> _Objective_
Please substitute "one marker" for "one pin" in the part that opens with the line containing "the man's neck" and closes with the line containing "pixel 261 335", keeping everything else the same. Return only those lines.

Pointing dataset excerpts
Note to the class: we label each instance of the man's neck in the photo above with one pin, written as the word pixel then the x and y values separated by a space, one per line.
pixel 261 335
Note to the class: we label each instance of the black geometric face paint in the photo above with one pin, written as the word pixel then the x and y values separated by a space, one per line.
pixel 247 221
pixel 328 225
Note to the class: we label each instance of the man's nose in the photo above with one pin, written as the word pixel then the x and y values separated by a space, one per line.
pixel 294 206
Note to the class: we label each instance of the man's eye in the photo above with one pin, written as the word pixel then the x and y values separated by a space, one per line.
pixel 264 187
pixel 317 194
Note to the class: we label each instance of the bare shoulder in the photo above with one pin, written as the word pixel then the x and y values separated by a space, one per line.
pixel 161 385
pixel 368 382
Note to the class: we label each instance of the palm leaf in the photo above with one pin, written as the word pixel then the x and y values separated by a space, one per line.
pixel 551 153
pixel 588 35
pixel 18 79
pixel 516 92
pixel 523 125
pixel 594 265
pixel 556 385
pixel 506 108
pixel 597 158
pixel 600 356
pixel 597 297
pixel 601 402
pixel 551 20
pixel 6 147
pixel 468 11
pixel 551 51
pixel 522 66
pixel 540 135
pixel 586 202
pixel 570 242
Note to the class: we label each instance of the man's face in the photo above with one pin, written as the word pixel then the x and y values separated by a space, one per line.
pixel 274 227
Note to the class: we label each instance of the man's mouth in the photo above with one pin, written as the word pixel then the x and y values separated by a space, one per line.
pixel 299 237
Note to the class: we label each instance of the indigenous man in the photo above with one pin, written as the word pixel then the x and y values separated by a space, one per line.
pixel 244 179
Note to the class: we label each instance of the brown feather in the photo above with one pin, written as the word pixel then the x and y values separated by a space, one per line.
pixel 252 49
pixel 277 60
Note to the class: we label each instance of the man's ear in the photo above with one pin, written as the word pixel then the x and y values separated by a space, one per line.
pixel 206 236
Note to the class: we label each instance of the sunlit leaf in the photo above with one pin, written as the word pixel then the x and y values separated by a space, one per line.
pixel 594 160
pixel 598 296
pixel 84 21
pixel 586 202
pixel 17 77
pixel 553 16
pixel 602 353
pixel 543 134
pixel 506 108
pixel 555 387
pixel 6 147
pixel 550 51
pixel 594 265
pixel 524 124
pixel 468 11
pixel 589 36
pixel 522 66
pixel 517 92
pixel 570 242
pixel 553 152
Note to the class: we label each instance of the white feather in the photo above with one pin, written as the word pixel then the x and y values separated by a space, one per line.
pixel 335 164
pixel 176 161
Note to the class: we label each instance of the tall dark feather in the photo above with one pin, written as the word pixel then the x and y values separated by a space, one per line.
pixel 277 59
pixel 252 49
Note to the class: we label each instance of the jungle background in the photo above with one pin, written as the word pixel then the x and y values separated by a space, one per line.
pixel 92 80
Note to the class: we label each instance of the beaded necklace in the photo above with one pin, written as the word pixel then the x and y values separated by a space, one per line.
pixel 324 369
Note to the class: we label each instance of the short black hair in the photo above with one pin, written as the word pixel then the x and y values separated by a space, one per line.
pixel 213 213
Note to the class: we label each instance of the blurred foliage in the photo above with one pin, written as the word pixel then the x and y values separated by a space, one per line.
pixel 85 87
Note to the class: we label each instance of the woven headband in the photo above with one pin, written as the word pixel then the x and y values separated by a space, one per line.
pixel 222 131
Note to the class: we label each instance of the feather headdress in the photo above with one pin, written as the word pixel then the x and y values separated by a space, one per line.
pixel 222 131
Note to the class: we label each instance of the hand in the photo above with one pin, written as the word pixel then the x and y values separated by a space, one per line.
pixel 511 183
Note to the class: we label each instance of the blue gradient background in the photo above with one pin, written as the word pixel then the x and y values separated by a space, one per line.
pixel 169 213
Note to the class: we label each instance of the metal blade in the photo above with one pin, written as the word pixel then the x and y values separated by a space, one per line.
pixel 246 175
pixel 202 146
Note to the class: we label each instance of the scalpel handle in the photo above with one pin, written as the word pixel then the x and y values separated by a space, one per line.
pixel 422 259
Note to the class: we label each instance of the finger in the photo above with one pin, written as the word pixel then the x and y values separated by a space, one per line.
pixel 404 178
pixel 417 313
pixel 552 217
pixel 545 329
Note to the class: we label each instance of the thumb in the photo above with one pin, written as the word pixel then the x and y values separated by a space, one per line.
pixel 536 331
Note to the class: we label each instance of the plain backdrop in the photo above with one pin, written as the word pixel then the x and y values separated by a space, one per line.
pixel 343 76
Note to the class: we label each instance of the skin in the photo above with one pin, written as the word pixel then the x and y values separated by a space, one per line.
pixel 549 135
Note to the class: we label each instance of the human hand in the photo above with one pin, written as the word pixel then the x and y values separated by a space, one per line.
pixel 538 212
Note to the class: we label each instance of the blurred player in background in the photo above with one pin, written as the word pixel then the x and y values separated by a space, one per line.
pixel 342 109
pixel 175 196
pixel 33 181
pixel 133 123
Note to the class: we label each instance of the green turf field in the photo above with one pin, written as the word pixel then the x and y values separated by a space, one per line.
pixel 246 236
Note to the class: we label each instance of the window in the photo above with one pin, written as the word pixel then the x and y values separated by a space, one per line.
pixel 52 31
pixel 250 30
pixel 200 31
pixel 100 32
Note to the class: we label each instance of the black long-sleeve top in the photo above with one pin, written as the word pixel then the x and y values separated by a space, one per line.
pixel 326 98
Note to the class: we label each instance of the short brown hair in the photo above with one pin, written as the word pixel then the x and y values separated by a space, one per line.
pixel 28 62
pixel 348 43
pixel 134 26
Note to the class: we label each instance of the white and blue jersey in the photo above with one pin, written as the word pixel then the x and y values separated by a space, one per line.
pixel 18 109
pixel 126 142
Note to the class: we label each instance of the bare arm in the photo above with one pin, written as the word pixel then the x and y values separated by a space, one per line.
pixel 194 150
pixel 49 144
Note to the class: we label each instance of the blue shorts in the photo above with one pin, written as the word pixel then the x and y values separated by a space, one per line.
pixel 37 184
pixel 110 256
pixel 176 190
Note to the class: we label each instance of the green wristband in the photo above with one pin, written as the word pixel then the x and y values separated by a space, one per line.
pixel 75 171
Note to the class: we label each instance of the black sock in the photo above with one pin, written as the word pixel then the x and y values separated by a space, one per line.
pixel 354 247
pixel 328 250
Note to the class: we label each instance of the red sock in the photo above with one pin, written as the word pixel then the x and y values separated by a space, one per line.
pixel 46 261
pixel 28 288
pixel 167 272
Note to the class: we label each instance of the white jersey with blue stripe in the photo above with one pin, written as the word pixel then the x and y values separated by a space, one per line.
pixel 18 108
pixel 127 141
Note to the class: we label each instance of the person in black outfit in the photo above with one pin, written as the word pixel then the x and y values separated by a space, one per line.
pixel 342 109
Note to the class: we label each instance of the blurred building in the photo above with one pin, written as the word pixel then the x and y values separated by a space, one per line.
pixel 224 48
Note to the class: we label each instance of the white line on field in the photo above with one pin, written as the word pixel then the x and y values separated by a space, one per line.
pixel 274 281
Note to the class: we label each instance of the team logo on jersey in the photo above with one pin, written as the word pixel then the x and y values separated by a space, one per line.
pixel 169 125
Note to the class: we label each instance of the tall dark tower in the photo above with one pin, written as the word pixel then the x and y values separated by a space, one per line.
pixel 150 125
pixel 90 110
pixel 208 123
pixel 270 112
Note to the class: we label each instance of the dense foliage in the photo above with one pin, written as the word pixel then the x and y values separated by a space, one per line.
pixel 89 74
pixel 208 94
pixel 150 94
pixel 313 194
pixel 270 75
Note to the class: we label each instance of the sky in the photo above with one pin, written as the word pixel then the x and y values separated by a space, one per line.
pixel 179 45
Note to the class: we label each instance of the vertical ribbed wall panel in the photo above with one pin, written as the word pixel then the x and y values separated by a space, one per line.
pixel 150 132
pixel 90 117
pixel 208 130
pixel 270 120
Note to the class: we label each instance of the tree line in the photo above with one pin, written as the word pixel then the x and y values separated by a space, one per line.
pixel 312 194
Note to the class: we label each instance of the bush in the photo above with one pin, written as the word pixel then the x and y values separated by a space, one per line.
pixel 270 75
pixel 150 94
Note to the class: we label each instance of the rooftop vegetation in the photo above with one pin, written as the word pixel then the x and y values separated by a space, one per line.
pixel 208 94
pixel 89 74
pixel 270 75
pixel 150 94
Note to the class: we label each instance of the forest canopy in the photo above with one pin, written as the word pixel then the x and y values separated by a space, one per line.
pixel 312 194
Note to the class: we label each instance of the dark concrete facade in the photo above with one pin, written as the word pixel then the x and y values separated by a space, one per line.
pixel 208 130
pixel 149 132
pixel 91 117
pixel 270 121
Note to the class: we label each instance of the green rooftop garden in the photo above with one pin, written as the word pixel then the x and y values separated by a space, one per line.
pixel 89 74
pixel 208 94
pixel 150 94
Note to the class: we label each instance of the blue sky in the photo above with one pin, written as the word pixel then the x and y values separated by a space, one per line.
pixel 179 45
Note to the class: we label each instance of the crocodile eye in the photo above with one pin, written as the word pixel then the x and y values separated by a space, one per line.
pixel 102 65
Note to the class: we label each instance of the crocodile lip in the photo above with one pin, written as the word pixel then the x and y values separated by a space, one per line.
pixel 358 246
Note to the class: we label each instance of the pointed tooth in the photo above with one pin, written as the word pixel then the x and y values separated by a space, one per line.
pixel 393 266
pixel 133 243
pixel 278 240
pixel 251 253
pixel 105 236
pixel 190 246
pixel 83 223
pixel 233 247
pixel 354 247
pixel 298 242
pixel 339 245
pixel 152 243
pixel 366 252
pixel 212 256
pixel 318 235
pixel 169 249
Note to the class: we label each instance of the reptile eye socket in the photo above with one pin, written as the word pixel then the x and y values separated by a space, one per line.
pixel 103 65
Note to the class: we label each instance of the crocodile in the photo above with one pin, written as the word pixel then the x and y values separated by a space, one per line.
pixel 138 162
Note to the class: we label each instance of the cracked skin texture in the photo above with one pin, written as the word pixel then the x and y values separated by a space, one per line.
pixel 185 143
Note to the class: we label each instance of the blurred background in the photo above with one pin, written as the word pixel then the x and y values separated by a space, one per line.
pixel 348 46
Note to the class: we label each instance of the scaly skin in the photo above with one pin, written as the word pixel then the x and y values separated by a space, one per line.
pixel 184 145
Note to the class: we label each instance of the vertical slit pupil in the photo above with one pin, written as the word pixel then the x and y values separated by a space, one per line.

---

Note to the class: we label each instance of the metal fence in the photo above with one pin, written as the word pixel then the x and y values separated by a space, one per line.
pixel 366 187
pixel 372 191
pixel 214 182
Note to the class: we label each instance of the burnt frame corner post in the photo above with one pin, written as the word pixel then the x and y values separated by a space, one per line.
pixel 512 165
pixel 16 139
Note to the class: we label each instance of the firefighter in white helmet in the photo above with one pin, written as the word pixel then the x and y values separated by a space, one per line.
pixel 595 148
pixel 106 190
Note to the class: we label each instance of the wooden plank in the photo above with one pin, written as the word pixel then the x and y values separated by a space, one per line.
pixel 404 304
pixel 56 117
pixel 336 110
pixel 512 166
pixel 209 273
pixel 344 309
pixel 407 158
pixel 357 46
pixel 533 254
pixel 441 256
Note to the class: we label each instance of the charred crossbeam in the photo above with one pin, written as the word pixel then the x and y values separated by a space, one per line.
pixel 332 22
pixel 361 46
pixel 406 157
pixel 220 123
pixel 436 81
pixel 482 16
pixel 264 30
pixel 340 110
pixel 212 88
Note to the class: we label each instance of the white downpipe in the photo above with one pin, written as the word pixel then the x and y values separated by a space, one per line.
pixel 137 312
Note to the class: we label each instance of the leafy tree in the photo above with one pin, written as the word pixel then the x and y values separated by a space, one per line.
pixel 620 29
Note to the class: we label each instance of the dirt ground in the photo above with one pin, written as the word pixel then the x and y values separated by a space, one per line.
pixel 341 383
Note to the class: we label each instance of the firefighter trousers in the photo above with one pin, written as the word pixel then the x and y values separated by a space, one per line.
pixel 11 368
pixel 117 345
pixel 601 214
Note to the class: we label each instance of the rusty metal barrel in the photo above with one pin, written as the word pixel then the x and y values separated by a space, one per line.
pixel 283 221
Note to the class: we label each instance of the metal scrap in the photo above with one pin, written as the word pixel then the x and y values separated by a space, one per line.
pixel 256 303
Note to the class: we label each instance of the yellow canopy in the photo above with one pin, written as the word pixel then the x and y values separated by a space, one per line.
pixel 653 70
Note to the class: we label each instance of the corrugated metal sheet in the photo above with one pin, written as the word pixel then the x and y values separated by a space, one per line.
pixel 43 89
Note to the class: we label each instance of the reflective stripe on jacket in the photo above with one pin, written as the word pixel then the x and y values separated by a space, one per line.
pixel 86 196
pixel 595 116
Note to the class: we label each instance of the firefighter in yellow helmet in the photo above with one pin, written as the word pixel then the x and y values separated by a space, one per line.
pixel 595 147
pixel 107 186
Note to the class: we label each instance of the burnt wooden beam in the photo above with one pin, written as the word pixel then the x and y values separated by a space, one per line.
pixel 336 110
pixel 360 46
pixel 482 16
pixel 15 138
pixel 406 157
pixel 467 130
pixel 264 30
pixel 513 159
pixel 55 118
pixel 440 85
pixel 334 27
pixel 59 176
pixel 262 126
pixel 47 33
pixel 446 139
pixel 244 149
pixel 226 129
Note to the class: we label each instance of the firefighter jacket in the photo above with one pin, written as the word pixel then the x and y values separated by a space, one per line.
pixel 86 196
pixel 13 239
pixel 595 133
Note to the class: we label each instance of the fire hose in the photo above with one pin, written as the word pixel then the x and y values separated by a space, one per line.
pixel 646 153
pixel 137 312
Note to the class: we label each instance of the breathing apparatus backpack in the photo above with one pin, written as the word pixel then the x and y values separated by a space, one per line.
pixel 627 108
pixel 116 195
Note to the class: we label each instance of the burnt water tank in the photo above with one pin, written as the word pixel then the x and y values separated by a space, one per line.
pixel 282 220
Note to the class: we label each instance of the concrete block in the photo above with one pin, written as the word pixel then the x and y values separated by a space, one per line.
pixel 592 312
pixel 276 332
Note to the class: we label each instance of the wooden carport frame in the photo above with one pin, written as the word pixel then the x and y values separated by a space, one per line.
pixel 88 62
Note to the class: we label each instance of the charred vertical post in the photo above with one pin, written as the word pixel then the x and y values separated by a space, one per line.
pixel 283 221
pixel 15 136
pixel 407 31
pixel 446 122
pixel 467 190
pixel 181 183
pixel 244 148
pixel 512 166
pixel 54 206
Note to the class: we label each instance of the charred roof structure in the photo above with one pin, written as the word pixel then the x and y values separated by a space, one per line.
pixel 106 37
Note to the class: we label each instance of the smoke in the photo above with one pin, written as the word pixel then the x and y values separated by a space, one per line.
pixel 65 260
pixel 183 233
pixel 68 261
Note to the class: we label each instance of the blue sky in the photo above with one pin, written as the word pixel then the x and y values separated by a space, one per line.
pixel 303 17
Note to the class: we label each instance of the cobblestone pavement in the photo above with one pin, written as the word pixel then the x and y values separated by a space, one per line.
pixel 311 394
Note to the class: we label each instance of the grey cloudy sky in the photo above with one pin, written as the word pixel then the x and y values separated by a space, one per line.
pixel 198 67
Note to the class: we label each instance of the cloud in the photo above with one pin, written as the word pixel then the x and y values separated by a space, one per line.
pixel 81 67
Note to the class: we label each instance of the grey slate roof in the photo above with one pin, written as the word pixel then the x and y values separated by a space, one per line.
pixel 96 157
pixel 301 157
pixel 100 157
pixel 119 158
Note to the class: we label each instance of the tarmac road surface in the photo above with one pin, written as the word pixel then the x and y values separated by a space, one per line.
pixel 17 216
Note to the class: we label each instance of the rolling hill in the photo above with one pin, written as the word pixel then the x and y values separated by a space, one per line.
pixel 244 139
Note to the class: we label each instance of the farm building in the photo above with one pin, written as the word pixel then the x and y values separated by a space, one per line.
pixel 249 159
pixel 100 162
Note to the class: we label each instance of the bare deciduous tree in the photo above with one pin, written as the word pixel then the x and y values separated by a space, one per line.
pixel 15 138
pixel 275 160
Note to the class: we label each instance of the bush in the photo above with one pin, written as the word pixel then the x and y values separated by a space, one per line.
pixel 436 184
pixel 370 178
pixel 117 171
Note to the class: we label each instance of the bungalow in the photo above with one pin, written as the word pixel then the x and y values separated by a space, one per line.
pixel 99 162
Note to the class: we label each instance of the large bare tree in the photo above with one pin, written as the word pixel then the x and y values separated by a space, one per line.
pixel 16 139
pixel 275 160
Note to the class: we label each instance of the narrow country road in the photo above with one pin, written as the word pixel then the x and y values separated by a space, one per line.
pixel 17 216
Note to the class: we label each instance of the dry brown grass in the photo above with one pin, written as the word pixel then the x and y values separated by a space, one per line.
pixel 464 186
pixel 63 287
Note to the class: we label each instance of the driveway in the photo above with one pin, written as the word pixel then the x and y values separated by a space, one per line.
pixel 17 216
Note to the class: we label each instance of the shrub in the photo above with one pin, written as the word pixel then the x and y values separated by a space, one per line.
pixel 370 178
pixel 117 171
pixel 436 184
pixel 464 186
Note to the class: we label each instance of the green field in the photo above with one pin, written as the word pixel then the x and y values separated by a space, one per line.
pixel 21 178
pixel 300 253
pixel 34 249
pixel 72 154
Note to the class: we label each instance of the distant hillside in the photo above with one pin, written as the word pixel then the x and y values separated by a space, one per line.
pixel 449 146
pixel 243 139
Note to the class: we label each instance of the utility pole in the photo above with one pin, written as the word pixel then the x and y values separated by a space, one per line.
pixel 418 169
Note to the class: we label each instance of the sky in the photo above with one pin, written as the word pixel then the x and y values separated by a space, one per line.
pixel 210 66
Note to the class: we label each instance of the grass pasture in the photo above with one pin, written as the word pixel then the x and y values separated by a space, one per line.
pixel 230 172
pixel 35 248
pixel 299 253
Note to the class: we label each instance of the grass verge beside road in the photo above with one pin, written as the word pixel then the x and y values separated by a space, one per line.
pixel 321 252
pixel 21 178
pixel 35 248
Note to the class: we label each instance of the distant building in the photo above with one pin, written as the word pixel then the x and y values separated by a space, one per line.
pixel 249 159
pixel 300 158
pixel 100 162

> _Output_
Note to the class: we label each instance of the man's neck in the photo above with one marker, written as the word pixel then the x and y values separated by a space, one per line.
pixel 261 335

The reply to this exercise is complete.